● EXERCISE:
Skip the pictures and copy all the data that follows exactly.
(ENTRIES SUPPLIED Opens)
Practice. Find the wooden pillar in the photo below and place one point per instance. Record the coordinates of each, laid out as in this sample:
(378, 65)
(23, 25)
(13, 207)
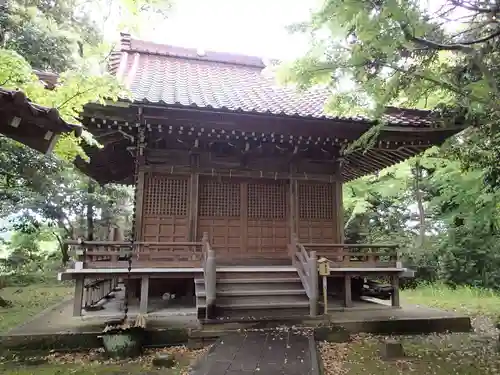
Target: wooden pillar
(210, 284)
(143, 309)
(340, 212)
(313, 278)
(395, 290)
(339, 204)
(294, 208)
(78, 298)
(139, 200)
(193, 207)
(347, 291)
(244, 217)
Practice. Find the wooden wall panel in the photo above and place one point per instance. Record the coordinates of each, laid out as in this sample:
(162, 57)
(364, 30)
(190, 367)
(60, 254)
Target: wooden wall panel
(219, 214)
(318, 212)
(267, 230)
(166, 218)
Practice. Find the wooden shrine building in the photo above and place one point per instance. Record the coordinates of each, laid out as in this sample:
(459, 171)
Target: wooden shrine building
(31, 124)
(238, 183)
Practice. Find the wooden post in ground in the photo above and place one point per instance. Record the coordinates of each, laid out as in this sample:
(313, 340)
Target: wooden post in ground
(143, 309)
(313, 278)
(78, 298)
(347, 291)
(395, 290)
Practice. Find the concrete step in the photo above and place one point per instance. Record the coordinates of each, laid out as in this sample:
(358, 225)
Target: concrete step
(257, 292)
(262, 302)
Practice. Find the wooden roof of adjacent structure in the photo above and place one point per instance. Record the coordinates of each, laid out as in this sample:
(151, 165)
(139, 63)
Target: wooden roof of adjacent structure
(31, 124)
(185, 97)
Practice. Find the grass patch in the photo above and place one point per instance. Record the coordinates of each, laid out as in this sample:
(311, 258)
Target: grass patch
(464, 299)
(94, 362)
(27, 302)
(457, 354)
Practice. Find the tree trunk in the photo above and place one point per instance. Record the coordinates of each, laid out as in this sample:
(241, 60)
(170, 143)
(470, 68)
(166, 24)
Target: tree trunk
(64, 248)
(420, 203)
(90, 210)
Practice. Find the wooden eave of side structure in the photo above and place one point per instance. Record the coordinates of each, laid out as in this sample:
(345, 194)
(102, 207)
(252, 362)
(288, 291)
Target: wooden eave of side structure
(33, 125)
(194, 130)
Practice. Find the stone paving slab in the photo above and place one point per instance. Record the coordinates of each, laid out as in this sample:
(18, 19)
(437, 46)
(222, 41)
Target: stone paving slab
(260, 353)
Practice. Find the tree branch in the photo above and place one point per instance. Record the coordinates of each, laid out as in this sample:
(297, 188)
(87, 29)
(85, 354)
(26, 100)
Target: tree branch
(474, 8)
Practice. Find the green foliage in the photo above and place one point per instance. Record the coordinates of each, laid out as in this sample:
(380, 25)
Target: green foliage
(442, 207)
(75, 89)
(29, 301)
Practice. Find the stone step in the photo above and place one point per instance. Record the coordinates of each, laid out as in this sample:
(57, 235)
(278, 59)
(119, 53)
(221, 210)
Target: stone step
(259, 302)
(262, 280)
(270, 292)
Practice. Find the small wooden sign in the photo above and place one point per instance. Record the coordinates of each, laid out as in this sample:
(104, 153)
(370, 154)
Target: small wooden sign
(ENTRIES SUPPLIED Closes)
● EXPECTED ANSWER:
Practice. Find the wooden pillar in the photo below and place one point per instance. Record the coordinates of each, laid out as in this sample:
(378, 65)
(23, 25)
(13, 207)
Target: wooden pillar
(210, 284)
(143, 309)
(340, 212)
(313, 278)
(395, 290)
(339, 204)
(294, 208)
(78, 298)
(139, 200)
(193, 207)
(347, 291)
(244, 217)
Practice. Find the wooden wall panel in the photo above and place one point per instance. Record the coordinates of each, laid out as in this sample:
(162, 57)
(364, 30)
(190, 367)
(60, 254)
Target: wooden wall panel
(219, 214)
(318, 212)
(267, 230)
(166, 218)
Practice. Find the wooden shrine building in the photo above and place one point per instance. Record the coordinates of each, laid out as in this sample:
(459, 171)
Target: wooden shrine building
(31, 124)
(238, 183)
Practice. Find the wooden post in ground in the photo above and place one point per instance. Record the coordinates of each, laid out as in this sample:
(313, 340)
Target: wooden post in ground
(143, 309)
(313, 278)
(78, 298)
(347, 291)
(395, 290)
Practice. Find the concrete step in the photo above and place one point per instance. Record the coordinates of each, laid out as in this sample:
(358, 225)
Target: concrete step
(257, 292)
(262, 302)
Practice. Find the wooden roof of adjacent structure in the photo above and place one point per instance. Record the coordinates of each, laid out as in this sample:
(151, 165)
(139, 63)
Target: wooden roof of adjacent structure
(31, 124)
(185, 97)
Practice. Find the grass patch in the photo above and place one point per instance. Record the coordinates of each, laid out as in this sample:
(311, 258)
Target: grass patch
(464, 299)
(94, 362)
(27, 302)
(457, 354)
Practice. Find the tree trunk in the photo above and place one point per instance. Record the coordinates of each, laid out as in this sample:
(241, 60)
(170, 143)
(470, 68)
(166, 24)
Target: tree trunk
(64, 248)
(420, 203)
(90, 210)
Practice. Find the wooden eave of side structure in the photo above and place one point per instance. Record the coordinates of each, laid out as in this sample:
(345, 194)
(102, 207)
(252, 362)
(288, 291)
Target: wooden eave of side structure
(33, 125)
(194, 130)
Practice. Find the stone paving slab in the photo above and place one point per instance. Record the coordinates of each, laid out as in this sample:
(18, 19)
(437, 46)
(222, 41)
Target: stone paving slab
(260, 353)
Practice. Find the tree branch in the photo above and place one point per instance. Record the coordinates of each, laid out as in this sample:
(297, 188)
(87, 29)
(85, 354)
(26, 100)
Target: tree branch
(474, 8)
Practice. Find the green foliage in the photo above and place one point per instance. Record the coordinates of each, laid out as in this sample:
(380, 25)
Target: green foliage
(442, 207)
(75, 89)
(29, 301)
Practice. Find the stone step in the photo above and place one point per instance. Record the coordinates of each, laid out as in this sample:
(57, 235)
(278, 59)
(119, 53)
(221, 210)
Target: stone step
(259, 302)
(262, 280)
(270, 292)
Practice. Find the small wooden sign in the photo above and place one point per instance. Record the coordinates of each, laid out as in this sample:
(104, 153)
(370, 154)
Target: small wooden sign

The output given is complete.